Problem details. Put the data below, from the line containing "Target: mating fly pair" through the line containing "(1250, 621)", into a two-column CSV with the headers instruction and result. Give one row per instruction, with its text under instruction and its answer under result, each as a single quoted field with line breaks replaced by spaces.
━━━━━━━━
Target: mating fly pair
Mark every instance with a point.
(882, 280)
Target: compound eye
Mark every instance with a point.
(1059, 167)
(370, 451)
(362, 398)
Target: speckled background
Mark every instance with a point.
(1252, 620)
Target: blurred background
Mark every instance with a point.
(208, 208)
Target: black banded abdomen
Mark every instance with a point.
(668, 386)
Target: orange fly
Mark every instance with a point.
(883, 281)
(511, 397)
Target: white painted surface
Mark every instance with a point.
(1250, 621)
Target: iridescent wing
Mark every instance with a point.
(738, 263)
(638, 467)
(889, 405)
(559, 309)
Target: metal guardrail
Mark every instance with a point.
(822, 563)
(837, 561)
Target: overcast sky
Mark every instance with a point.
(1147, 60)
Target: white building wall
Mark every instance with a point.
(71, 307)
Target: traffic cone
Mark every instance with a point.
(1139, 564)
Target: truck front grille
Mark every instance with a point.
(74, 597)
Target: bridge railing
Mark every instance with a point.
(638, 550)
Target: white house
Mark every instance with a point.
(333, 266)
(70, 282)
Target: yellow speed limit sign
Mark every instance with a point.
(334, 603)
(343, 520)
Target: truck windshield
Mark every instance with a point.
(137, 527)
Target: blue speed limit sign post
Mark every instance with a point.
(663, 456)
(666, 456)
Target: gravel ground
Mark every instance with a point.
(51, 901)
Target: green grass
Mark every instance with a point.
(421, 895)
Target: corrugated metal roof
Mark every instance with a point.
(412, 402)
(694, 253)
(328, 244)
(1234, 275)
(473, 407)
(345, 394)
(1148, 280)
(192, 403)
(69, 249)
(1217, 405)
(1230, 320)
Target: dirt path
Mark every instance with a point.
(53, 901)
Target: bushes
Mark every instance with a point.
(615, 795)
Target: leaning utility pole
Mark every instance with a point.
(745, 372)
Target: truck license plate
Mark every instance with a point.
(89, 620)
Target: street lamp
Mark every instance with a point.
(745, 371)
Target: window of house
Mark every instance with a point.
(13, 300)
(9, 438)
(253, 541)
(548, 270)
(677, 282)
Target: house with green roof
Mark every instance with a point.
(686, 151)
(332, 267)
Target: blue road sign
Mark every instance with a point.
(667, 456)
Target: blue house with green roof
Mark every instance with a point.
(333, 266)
━━━━━━━━
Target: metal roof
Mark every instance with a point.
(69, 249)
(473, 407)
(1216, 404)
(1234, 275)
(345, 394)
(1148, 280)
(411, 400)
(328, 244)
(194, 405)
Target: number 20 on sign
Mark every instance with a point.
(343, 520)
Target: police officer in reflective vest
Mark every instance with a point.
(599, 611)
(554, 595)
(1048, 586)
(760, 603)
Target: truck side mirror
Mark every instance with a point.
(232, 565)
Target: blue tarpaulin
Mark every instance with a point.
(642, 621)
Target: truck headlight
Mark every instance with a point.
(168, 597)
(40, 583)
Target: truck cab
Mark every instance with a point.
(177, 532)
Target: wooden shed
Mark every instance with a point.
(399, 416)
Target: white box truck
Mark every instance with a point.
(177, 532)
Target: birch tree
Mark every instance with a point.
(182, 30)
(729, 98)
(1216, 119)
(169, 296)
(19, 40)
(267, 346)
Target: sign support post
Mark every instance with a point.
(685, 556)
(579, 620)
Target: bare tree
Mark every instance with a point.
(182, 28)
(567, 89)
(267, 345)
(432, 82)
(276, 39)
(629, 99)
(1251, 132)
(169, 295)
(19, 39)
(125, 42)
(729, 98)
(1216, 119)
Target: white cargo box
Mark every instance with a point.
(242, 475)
━━━━━━━━
Result below.
instruction,result
"Target: mating fly pair Mark every instance with a point.","(882, 280)"
"Target: compound eye Mark every instance with a point.","(1059, 167) (370, 451) (362, 398)"
"Target: speckled background Mark every instance with a point.","(1252, 620)"
"Target: blurred background Mark every instance with a point.","(208, 208)"
"Target: black banded abdomen Mark every instance with a point.","(668, 386)"
"Target: orange fly Mark every instance with a point.","(883, 281) (511, 397)"
"Target: white painted surface Mark every instance with a point.","(1250, 621)"